Quoted passage
▬▬▬▬▬▬

# Unknown botia species? ;>



## Chappy (Apr 21, 2010)

So this is what I saw when I looked in the loach/botia tank.......










My 11 year old yellow tailed botia claimed that little cave a long time ago so I knew it was him, but couldn't figure out how his tail had changed color.

So I went around to the other side of the tank to see this.....










Still looks like it's one fish, but when I looked closer, I realized that a red tail was in there with him!! I have NO idea how they both got in there, but better yet - I can't imagine how they are going to get OUT!!!!










Crazy fish.


----------



## Pamela (Apr 21, 2010)

That's cute, they're spending quality time together in there


----------



## Adz1 (Apr 21, 2010)

are they maybe breeding??


----------



## Chappy (Apr 21, 2010)

Adz1 said:


> are they maybe breeding??


Never in a kazillion years could I be that lucky  The funny thing is, the red tail that's in there with him I've always suspected as being a gravid female.


----------



## josephl (Apr 21, 2010)

Embersmom said:


> So this is what I saw when I looked in the loach/botia tank.......
> 
> 
> 
> ...


Put a net around it, lift it out and sell it now so you can have more discus


----------



## Chappy (Apr 21, 2010)

josephl said:


> Put a net around it, lift it out and sell it now so you can have more discus


I'm working on it, I'm working on it  I may just need that tank VERY soon


----------



## thefishwife (Apr 21, 2010)

If they got in there, they will somehow get out! I like the clay pot.


----------

▬▬▬▬▬▬

Records
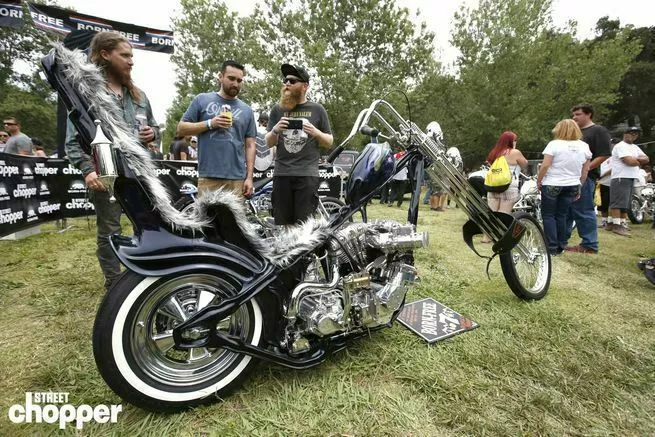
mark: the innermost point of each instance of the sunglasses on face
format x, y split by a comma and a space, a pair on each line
291, 80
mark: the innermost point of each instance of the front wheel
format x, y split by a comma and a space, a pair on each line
527, 267
134, 348
635, 213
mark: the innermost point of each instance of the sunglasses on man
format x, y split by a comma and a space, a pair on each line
291, 80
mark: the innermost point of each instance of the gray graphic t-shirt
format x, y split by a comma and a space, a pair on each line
18, 144
298, 153
221, 152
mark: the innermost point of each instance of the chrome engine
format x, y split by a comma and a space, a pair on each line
364, 298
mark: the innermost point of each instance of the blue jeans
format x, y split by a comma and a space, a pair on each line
584, 214
555, 204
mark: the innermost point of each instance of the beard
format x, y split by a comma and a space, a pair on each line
231, 91
289, 98
123, 77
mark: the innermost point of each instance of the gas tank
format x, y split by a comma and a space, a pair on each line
369, 172
529, 187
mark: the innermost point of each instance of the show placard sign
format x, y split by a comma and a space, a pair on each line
36, 190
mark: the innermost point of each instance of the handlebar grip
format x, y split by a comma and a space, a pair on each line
371, 132
336, 152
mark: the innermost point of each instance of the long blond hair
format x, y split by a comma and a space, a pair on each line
567, 129
109, 41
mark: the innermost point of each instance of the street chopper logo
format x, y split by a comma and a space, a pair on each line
187, 171
79, 204
43, 189
76, 187
53, 408
27, 171
22, 191
7, 171
42, 169
4, 194
71, 170
9, 217
48, 208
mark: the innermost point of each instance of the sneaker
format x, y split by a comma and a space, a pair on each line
650, 274
622, 230
580, 249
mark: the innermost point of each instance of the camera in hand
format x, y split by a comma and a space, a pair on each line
295, 123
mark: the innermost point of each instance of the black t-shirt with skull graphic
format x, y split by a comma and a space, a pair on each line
298, 153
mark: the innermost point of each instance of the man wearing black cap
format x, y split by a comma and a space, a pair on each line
626, 159
297, 127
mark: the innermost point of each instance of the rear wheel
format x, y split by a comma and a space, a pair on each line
332, 205
134, 348
527, 267
635, 213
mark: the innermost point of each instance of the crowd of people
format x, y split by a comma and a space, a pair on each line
219, 131
13, 141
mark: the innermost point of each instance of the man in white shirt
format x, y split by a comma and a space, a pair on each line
193, 149
626, 159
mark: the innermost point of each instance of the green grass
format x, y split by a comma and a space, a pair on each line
579, 362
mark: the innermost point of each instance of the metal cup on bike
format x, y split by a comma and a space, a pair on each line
104, 161
226, 111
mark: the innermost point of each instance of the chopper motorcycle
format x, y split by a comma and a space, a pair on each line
204, 297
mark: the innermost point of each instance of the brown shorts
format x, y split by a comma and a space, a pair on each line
210, 184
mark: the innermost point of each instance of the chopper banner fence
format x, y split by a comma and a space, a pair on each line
37, 190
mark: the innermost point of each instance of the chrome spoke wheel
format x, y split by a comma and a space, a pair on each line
170, 304
527, 267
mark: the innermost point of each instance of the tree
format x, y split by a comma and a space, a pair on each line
517, 72
637, 89
26, 96
207, 33
359, 51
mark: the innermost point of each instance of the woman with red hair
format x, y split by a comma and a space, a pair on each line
506, 145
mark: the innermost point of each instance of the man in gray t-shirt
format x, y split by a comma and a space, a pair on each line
226, 139
297, 127
18, 143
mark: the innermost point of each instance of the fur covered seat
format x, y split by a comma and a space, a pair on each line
223, 211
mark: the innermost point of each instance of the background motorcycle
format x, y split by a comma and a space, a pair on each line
204, 297
530, 197
642, 203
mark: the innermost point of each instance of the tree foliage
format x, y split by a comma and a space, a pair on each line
637, 89
356, 51
26, 96
518, 72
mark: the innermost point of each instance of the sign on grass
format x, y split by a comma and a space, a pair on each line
433, 321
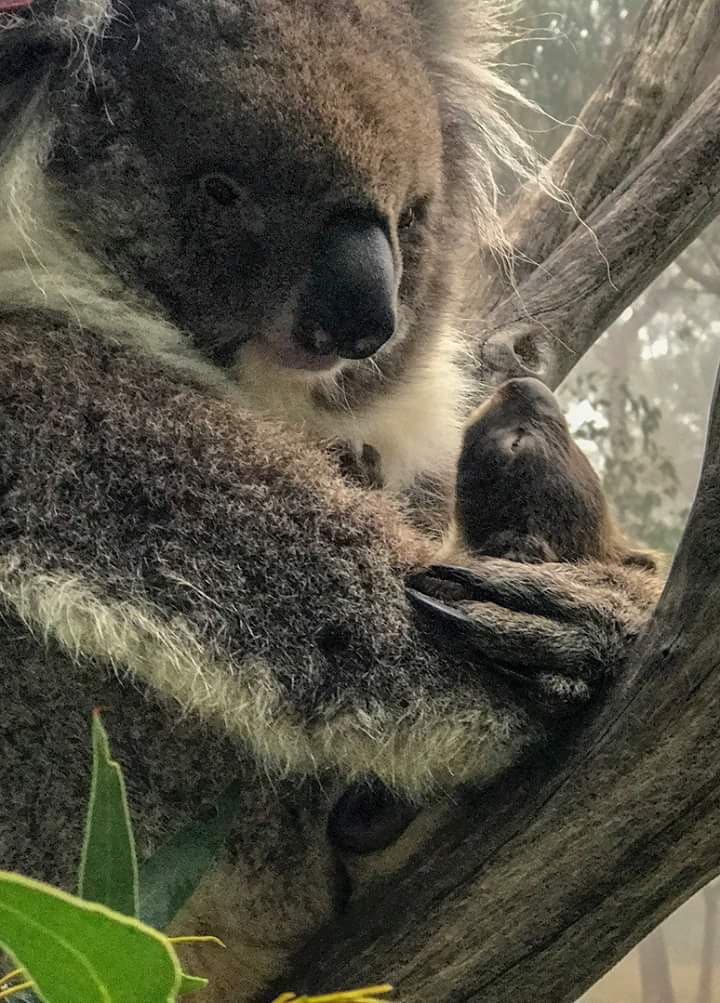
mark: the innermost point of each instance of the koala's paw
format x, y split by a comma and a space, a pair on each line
363, 469
553, 636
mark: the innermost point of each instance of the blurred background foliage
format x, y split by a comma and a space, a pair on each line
638, 404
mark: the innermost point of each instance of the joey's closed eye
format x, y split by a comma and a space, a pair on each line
221, 189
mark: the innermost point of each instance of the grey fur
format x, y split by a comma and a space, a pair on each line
200, 568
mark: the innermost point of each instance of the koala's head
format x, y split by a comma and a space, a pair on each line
525, 490
287, 174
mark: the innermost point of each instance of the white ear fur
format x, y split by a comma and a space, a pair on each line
78, 20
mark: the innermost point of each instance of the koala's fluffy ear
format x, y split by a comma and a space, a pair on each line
35, 36
45, 25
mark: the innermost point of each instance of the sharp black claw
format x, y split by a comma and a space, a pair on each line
472, 585
458, 628
439, 610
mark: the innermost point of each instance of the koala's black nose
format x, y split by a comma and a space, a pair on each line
349, 301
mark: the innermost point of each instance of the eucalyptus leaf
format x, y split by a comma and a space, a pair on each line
169, 878
191, 984
77, 951
108, 868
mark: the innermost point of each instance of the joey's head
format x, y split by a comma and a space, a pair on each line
274, 177
524, 488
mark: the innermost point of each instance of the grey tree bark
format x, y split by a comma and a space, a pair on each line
534, 889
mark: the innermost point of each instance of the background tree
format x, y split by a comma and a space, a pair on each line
624, 829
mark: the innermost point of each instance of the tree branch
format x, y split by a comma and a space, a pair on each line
650, 87
548, 880
635, 234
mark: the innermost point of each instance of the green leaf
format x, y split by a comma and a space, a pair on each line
108, 868
74, 950
169, 878
190, 984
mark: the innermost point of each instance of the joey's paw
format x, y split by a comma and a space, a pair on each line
363, 469
509, 626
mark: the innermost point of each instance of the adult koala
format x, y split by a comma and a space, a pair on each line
233, 228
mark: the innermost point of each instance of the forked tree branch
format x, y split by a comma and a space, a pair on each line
533, 889
653, 82
565, 305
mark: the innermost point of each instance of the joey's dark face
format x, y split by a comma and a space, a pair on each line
523, 487
269, 171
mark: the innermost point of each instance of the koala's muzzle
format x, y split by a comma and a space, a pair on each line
349, 305
527, 397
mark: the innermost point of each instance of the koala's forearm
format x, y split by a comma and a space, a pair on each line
220, 559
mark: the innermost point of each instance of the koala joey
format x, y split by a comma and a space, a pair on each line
524, 492
230, 231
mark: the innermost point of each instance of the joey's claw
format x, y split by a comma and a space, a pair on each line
444, 614
449, 582
454, 627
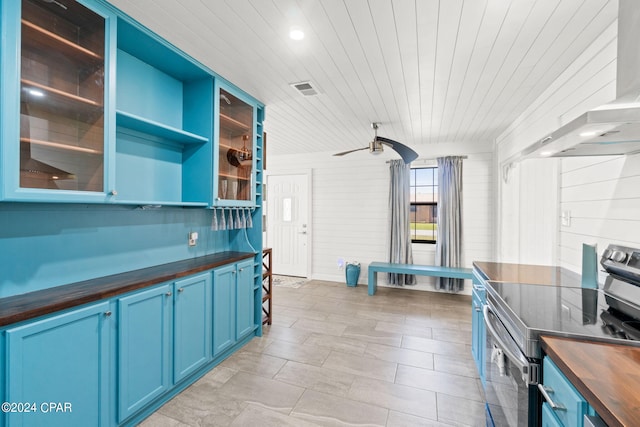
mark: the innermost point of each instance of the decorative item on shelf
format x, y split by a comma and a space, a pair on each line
234, 190
224, 185
243, 220
237, 218
240, 158
223, 221
214, 221
249, 219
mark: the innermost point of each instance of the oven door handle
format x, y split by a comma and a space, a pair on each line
523, 366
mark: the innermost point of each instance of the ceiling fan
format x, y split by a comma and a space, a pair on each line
376, 146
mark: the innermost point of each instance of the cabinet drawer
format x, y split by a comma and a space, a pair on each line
571, 405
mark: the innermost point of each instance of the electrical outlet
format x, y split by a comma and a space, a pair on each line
193, 238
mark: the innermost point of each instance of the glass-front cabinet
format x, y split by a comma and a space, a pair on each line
236, 152
60, 143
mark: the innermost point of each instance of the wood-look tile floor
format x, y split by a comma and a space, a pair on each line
335, 356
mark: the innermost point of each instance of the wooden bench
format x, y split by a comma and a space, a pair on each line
419, 270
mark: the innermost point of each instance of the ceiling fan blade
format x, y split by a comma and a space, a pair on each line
350, 151
407, 154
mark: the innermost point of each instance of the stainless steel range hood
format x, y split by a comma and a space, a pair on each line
613, 128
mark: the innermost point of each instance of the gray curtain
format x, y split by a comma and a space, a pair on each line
400, 234
449, 240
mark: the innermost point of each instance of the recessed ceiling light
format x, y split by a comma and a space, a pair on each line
589, 133
35, 92
296, 33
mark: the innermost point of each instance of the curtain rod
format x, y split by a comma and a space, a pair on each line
430, 160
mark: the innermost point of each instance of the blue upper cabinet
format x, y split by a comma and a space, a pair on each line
164, 124
55, 101
235, 153
98, 109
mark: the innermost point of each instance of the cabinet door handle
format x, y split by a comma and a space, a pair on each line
545, 390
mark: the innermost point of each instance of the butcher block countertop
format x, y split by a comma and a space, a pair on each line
527, 273
26, 306
607, 376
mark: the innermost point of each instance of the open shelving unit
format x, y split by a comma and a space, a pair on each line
164, 133
267, 286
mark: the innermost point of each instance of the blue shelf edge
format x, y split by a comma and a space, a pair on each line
141, 124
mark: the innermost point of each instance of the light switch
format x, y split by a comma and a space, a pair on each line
193, 238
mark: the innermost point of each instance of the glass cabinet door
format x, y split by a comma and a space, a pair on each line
235, 148
61, 97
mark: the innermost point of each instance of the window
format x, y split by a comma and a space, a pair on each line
423, 187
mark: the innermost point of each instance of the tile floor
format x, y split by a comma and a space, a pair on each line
335, 356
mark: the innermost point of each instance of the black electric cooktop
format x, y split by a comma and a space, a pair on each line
529, 311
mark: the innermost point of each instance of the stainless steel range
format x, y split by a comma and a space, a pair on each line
517, 314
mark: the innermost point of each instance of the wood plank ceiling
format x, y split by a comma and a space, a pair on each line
431, 71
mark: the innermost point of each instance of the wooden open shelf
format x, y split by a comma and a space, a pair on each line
61, 146
35, 34
60, 93
232, 124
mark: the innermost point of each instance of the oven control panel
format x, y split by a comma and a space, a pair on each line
622, 261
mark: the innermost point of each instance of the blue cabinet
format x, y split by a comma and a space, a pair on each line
224, 297
163, 115
478, 329
235, 129
60, 367
563, 405
233, 304
192, 325
144, 348
55, 103
245, 301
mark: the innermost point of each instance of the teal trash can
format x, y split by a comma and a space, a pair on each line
352, 270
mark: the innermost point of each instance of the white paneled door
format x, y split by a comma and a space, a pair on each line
287, 223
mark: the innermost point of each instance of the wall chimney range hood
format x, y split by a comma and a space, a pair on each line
613, 128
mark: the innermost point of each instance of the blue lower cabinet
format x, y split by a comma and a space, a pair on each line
478, 330
144, 348
548, 417
233, 304
59, 369
245, 323
89, 367
570, 405
192, 325
224, 298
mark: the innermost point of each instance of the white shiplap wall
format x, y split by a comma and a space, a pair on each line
602, 194
350, 213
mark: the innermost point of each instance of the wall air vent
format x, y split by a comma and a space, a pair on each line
305, 88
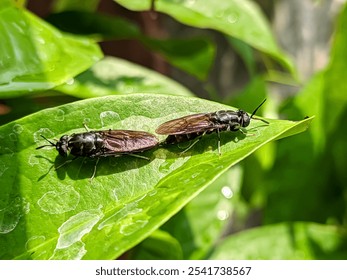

▬▬▬▬▬▬

Task set
**1.** In the botia thread, how old is the yellow tailed botia that claimed the little cave?
**2.** Please reproduce the botia thread from "Never in a kazillion" to "a gravid female.".
**3.** Shorten the paragraph of the botia thread that begins "Still looks like it's one fish" while keeping its main facts.

Answers per task
**1.** It is 11 years old.

**2.**
Never in a kazillion years could I be that lucky  The funny thing is, the red tail that's in there with him I've always suspected as being a gravid female.

**3.** It still looked like one fish, but a closer look showed a red tail in there with him. How both got in is a mystery, and how they will get out is even harder to imagine.